**Short task a**
Collect every row that contains the word "door", treating uppercase and lowercase as different.

**Document extract**
********************
Former Israeli ambassador to the Netherlands Chaim Divon told the Post
that should Wilders become prime minister, his pro-Israel stance could translate into antagonism toward the Jewish community by the Muslim community. He stresses, however, that he sees this as an unlikely outcome of Wednesday’s election. Should it occur, he speculated, the Muslim community could draw the conclusion that due to the support Israel gets from Wilders, the Jewish community in turn supports him and his anti-Muslim policies and rhetoric.
Both Voet and Divon also mentioned Wilders’s vote against shechita. “That’s when a lot of Jews thought, ‘He’s not as much of a friend as we think he his,’” Voet said, while Divon said that he may well vote that way on the issue again.
“As it is now, there are two parties in the coalition: the VVD, that is very pro-Israel and that is a guardian of the Jewish community,” Voet said. As the biggest party in the current coalition, she said, the VVD ensured that Labor did not “rock the boat” with Israel.
But the situation is likely to be different in the next coalition.
“Even if the VVD is the biggest party, it will not have the majority of the coalition,” she said, asserting that other significant parties likely to join the coalition will push for measures to boycott Israel. “The Jewish community here in the Netherlands takes that personally,” she explained.
The Jewish population numbers some 52,000 in the Netherlands, whereas there are some 900,000 Muslims, Voet pointed out.
The left-wing parties, she said, see the Jews as “irrelevant,” showing far greater concern about the Muslim community and the LGBT community.
“This is also scary,” Voet said.
Divon has a more positive outlook on the situation in the Netherlands, expecting little change for the country’s ties with Israel and for its Jewish community.
“Marc Rutte and his party are very friendly [toward Israel],” he told the Post
, noting that even when the two countries don’t see eyeto- eye, it doesn’t affect their strong relations.
Divon described the Netherlands as “one of Israel’s best friends in Europe” and is confident it will remain that way, no matter what shape the next coalition takes.
“I don’t see a dramatic change,” he added.
********************
**Short task b**
Rewrite the part of the passage on the Dutch election and Israel starting with "Both Voet and" and going on through "the next coalition.", replacing "shechita" with "ritual slaughter".
********************
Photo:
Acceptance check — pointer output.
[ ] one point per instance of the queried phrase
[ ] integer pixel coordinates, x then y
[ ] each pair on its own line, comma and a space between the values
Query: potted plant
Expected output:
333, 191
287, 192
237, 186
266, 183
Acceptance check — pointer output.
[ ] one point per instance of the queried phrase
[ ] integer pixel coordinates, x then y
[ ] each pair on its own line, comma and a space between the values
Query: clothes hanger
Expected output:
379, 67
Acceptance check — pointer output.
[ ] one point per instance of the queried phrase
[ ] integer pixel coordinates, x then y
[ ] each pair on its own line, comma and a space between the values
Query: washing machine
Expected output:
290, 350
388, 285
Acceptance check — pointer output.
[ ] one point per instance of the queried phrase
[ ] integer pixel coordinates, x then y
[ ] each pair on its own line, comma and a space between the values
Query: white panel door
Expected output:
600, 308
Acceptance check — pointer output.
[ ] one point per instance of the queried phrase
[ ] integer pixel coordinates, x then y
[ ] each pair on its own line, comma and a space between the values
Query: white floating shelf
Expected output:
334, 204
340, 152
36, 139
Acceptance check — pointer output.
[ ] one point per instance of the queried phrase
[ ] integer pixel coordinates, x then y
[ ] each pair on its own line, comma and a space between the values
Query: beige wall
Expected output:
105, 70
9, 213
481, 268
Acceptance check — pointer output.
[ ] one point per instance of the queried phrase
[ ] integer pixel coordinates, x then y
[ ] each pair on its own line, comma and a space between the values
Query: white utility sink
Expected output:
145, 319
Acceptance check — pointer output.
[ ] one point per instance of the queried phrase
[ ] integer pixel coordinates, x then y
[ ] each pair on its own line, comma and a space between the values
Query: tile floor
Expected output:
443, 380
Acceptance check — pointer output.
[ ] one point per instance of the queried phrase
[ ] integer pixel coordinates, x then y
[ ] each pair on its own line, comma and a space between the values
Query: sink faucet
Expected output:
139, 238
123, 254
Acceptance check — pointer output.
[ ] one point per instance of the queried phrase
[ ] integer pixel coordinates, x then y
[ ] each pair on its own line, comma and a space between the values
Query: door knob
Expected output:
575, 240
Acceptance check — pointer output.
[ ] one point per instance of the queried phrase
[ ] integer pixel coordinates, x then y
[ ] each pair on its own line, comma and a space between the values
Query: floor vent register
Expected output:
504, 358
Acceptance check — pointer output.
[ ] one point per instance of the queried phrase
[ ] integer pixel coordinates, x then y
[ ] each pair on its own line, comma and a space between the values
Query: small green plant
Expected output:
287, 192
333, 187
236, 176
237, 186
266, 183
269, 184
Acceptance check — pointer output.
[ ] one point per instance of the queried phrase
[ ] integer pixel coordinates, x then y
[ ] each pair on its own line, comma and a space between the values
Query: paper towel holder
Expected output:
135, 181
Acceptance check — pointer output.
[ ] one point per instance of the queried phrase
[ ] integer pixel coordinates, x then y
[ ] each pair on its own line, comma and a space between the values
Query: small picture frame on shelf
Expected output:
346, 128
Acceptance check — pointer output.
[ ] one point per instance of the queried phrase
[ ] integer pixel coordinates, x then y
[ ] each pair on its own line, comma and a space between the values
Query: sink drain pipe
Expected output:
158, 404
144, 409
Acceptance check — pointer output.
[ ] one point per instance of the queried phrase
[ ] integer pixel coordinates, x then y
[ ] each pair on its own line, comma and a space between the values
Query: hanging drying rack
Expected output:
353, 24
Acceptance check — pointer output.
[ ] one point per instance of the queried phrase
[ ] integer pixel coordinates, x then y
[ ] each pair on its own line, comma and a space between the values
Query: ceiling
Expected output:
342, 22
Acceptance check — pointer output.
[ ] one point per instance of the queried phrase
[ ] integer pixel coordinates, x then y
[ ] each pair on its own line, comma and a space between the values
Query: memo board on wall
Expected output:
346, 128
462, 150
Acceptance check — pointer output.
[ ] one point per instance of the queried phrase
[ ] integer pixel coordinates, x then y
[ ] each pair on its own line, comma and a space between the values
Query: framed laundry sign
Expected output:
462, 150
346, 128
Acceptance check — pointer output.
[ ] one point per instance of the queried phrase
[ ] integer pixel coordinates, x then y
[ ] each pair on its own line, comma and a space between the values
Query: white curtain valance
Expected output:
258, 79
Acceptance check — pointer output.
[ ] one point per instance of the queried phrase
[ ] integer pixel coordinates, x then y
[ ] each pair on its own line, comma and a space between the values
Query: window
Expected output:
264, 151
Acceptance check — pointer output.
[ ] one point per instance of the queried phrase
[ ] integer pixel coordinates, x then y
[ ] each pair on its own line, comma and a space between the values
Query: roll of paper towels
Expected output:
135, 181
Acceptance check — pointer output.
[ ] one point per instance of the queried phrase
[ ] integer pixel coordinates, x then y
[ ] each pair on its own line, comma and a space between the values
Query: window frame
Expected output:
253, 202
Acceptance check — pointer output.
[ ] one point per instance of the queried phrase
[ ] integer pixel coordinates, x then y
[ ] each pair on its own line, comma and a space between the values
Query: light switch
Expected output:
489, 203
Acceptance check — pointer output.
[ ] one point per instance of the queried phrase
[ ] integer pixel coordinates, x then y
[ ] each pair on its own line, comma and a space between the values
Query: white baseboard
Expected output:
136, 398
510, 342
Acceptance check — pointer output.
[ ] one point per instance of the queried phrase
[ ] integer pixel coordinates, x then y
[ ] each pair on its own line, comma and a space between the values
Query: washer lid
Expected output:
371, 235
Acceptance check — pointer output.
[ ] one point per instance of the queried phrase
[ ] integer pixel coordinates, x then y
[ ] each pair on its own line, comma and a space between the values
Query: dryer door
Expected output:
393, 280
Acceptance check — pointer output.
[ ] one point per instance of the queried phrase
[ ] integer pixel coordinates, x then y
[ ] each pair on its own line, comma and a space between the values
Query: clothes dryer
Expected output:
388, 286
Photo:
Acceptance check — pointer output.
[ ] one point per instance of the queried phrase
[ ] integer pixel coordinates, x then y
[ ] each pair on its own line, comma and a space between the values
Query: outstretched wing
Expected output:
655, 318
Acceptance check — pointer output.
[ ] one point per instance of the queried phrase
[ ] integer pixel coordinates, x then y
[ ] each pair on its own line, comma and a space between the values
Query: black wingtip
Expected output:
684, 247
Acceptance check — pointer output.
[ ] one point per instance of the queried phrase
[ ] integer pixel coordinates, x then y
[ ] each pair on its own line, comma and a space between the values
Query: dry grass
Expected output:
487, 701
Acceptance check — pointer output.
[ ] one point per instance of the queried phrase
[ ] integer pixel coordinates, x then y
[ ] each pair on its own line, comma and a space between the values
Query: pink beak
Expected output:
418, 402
********************
**Complete response a**
Query: white panel door
Query: door knob
Query: dryer door

**Complete response b**
Both Voet and Divon also mentioned Wilders’s vote against ritual slaughter. “That’s when a lot of Jews thought, ‘He’s not as much of a friend as we think he his,’” Voet said, while Divon said that he may well vote that way on the issue again.
“As it is now, there are two parties in the coalition: the VVD, that is very pro-Israel and that is a guardian of the Jewish community,” Voet said. As the biggest party in the current coalition, she said, the VVD ensured that Labor did not “rock the boat” with Israel.
But the situation is likely to be different in the next coalition.